**Verilen Metin:**
↓↓↓

Fırından aldığınız bir ekmeklik hamura bir bardak un ekleyip yavaş yavaş su koyun. Bir çorba kaşığı kahverengi şeker ve bir tatlı kaşığı tuz ekleyip; hamur elinize yapışmayacak kıvama gelene kadar yoğurun. Böylece hamur çoğaltma yöntemiyle mayanın aktifliğini azaltıp, hamurun kabarmasını azaltırsınız. Bu hamurun yarısını kullanacaksınız, biz diğer yarısıyla ufak simitler yaptık. Hamurun yarısını bir büyük fırın tepsisini kaplayacak şekilde açın. Bu pizzayla pide arası bir hamur kalınlığı. İnce seviyorsanız bütün hamurun üçte birini kullanmak yeterli.
Fırın tepsinizi kenarları da dahil olmak üzere yağlayın ve hamuru kenarlarını da kaplayacak şekilde yayın. Üç domatesi rendeleyin. İçine beş sarımsağı dövüp, dört dal fesleğeni ince ince kıyıp, altı çorba kaşığı zeytinyağı ve bir tatlı kaşığı karabiberi ekleyin. Hamurun üzerine yarısından biraz fazlasını yayın. Bir orta boy soğanı yarım santimlik halkalar şeklinde doğrayın ve yarısını sosun üzerine döşeyin. Üzerine 100 gram dil peyniri dilin. Patlıcanları ve kabakları dizin. Bir adet salçalık kırmızı biberi, iki yeşil biberi şeritler halinde doğrayın. 10 adet turşu acı biberi de ekleyip 150 gram dil peyniri daha dilin. Kalan sosu üzerine dökün. 15 adet siyah zeytini çekirdeklerini çıkarıp bütün, 10 adet etli yeşil zeytini de eşit iki parçaya ayırıp ekleyin. İki dal kekiği tekrar etrafına dağıtın. Kalan soğanları ve iki çorba kaşığı kadar çam fıstığını serpip üç tatlı kaşığı balzamik sirkeyi üzerinde gezdirin. Keyiften çıldırtacak pizzanız fırına girmeye hazır.
Fırınınız 200 derecede alttan ve üstten ısınır konumda olmalı. İlk 20 dakikasında fırının tabanında sonra en üstün bir alt seviyesine alıp, fırınınızın performansına göre yaklaşık 15 dakika daha üzeri kızarana kadar pişirin. Bu çok önemli, çünkü fırının ortasında pişirdiğinizde, hamur üst malzemelerinden nem aldığından kızarmaya fırsat bulamaz.
* MEZE
Tahinli nohutlu keyif
İki patlıcanı uzun ve kısa verevler olacak şekilde kesin. Kesme tahtanızın üzerine bir tatlı kaşığı kimyon tohumunu, bir çorba kaşığı karabiberi ve ince ince doğradığınız dört kurutulmuş kırmızı biberi (yoksa bir çorba kaşığı kırmızı pul biberi) altı çorba kaşığı zeytinyağıyla iyice karıştırın. Üç dal taze kekiği ince ince kıyıp karışımı patlıcanlara yedirin. Bu şekilde patlıcanlar karışımı içine alacak.

↑↑↑

**Veri Seti İçeriği:**

↓↓↓

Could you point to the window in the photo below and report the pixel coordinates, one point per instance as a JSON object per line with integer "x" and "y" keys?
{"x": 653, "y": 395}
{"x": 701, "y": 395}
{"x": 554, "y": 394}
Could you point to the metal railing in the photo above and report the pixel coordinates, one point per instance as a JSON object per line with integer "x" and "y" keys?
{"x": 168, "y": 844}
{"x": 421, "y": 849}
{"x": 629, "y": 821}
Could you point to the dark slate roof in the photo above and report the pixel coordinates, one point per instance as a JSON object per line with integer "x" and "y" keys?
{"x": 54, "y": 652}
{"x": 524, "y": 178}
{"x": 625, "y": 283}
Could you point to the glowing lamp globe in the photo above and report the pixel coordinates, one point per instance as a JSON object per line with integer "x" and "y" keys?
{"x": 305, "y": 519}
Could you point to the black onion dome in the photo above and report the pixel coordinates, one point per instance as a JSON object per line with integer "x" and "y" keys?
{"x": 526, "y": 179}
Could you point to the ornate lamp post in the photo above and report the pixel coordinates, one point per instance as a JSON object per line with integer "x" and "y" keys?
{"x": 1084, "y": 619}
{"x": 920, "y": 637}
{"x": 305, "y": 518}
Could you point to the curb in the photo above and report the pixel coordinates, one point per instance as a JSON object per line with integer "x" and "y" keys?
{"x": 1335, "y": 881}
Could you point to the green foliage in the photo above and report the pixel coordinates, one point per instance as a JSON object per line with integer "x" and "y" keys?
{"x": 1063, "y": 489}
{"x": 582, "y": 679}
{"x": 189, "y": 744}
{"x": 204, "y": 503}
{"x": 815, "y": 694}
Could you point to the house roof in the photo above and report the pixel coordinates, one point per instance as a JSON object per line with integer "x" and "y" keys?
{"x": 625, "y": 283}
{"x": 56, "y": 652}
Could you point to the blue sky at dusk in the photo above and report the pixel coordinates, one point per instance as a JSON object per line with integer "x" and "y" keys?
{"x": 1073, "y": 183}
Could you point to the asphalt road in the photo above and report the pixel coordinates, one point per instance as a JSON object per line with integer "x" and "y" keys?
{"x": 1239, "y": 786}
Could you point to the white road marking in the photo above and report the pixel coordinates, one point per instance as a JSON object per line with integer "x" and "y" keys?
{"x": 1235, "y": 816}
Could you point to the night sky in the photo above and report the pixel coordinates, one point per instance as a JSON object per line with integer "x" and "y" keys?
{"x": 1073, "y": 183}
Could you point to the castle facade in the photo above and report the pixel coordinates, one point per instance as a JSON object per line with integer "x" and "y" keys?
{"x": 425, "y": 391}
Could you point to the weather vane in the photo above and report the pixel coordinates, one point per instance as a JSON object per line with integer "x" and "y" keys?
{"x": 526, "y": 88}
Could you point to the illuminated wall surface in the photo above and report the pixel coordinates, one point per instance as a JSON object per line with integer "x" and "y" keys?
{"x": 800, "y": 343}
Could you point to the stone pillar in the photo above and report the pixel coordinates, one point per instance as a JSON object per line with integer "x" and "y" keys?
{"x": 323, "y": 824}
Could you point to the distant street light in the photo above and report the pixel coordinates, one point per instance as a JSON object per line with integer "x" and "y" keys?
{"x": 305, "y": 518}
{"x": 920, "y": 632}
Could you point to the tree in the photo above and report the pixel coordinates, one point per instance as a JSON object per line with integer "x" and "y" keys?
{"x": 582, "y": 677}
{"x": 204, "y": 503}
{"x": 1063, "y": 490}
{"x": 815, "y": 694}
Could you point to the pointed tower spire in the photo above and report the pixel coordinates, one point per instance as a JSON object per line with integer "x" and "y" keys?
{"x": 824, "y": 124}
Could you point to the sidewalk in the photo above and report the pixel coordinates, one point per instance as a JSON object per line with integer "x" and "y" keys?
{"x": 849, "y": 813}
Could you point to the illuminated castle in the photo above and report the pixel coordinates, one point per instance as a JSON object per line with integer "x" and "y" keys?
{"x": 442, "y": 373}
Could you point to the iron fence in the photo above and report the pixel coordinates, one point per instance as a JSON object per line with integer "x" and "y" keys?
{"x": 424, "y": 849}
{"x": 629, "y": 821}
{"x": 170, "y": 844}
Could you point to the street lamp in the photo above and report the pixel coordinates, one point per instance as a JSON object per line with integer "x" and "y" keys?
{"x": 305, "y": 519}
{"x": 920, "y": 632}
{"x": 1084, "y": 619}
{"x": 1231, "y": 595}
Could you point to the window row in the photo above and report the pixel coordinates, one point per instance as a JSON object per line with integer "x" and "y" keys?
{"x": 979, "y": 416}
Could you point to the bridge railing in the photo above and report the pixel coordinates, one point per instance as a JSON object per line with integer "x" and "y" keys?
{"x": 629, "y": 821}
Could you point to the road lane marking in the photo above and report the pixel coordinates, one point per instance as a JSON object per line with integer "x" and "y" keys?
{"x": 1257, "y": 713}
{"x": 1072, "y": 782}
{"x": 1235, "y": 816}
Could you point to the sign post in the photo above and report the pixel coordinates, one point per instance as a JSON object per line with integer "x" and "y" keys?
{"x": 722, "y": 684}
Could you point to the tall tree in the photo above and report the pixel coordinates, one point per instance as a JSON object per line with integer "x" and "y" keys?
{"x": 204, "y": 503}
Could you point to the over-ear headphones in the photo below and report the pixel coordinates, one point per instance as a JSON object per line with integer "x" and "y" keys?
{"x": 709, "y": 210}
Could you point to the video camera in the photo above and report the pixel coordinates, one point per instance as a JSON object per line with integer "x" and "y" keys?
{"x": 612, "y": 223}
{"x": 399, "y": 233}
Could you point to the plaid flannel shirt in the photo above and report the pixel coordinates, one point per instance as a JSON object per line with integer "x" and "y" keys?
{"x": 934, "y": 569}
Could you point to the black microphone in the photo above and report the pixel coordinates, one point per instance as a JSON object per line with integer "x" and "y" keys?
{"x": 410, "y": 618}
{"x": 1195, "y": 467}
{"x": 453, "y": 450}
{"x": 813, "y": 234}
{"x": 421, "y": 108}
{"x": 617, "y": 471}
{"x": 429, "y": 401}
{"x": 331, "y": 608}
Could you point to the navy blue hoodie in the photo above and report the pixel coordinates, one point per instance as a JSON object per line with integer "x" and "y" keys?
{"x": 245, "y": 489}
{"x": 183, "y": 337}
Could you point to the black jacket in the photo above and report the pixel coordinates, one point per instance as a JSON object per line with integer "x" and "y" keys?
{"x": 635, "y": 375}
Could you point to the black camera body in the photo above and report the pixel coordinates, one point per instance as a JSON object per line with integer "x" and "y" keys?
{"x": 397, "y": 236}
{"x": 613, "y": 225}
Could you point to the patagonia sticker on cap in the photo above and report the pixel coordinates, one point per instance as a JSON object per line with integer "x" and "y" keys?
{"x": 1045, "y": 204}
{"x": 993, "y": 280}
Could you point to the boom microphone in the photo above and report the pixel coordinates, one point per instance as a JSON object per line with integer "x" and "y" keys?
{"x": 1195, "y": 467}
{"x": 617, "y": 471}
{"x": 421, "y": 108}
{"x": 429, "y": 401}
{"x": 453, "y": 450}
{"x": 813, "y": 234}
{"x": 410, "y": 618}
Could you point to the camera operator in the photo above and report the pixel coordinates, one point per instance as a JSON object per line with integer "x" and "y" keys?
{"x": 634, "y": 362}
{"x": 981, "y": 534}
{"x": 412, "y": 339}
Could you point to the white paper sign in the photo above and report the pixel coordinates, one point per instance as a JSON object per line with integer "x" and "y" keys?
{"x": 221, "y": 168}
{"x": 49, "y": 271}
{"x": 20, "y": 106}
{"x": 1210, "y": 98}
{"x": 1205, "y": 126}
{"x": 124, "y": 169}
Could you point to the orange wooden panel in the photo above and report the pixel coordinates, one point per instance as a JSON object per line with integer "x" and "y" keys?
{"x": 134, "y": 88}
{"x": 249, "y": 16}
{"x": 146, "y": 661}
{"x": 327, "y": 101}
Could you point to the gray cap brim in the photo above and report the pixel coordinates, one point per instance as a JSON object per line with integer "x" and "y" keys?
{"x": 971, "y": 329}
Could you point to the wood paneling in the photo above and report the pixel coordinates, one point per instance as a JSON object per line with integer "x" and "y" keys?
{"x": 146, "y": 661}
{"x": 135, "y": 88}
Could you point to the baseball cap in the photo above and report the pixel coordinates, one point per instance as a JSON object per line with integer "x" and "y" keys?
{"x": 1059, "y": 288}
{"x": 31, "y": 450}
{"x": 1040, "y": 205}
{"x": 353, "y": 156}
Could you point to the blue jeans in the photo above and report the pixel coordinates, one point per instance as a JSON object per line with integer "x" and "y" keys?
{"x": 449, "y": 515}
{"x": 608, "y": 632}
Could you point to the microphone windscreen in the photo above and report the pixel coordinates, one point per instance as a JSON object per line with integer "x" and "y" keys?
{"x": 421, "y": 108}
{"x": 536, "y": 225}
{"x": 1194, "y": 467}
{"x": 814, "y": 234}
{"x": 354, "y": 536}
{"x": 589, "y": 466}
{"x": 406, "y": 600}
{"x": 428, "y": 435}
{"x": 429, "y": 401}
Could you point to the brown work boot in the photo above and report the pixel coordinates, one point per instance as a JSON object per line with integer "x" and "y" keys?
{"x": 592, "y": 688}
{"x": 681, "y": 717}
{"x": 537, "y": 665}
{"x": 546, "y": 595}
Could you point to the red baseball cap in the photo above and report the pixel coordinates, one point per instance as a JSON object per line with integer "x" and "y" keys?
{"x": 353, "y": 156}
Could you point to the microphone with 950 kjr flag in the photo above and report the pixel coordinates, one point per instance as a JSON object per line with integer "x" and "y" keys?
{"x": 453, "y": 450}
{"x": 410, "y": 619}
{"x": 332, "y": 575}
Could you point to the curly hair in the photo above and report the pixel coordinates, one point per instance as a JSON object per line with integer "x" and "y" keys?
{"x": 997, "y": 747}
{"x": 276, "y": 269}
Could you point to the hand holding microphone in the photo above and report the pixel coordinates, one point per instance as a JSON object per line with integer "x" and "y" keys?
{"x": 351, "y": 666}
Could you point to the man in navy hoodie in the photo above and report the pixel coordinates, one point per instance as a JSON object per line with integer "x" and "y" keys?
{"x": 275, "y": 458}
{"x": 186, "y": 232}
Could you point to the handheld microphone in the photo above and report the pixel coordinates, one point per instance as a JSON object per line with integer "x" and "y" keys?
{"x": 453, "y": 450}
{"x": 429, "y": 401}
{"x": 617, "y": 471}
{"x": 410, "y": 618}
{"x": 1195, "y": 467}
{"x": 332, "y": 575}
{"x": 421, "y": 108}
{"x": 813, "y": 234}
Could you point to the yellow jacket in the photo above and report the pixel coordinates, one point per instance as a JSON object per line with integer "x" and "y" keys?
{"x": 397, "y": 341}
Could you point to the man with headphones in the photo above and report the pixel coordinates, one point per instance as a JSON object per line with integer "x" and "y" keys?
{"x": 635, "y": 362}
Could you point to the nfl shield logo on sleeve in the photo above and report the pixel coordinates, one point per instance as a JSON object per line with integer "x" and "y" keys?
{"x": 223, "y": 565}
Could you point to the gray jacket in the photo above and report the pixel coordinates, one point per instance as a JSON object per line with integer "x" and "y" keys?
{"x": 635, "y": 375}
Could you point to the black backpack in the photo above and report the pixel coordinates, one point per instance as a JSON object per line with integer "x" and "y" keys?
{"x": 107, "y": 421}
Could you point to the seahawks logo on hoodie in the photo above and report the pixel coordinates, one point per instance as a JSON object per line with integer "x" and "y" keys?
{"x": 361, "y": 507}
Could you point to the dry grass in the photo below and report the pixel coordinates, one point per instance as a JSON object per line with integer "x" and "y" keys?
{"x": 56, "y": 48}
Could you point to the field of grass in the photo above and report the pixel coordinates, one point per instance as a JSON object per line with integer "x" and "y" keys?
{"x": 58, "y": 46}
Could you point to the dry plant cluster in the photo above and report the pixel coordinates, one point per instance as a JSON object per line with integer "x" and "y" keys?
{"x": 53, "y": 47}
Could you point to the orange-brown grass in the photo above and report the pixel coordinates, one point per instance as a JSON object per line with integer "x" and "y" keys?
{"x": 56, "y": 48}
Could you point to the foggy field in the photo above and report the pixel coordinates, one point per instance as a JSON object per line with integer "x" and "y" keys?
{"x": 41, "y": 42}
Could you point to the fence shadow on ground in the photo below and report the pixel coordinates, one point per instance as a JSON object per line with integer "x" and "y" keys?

↑↑↑

**Yapmanız Gerekenler:**
1: Tarif metnine göre pizzanın domates sosu hangi malzemelerden hazırlanıyor? Malzemeleri miktarlarıyla birlikte sıralayın.
2: Tarif metnine göre pizza pişirilirken fırın hangi sıcaklıkta ve hangi konumda olmalı?
Materyal başka bir kaynaktan derlenmiştir.

**Cevap Listesi:**
1:
- Üç domates (rendelenmiş)
- Beş sarımsak (dövülmüş)
- Dört dal fesleğen (ince ince kıyılmış)
- Altı çorba kaşığı zeytinyağı
- Bir tatlı kaşığı karabiber

2: Fırın 200 derecede, alttan ve üstten ısınır konumda olmalı.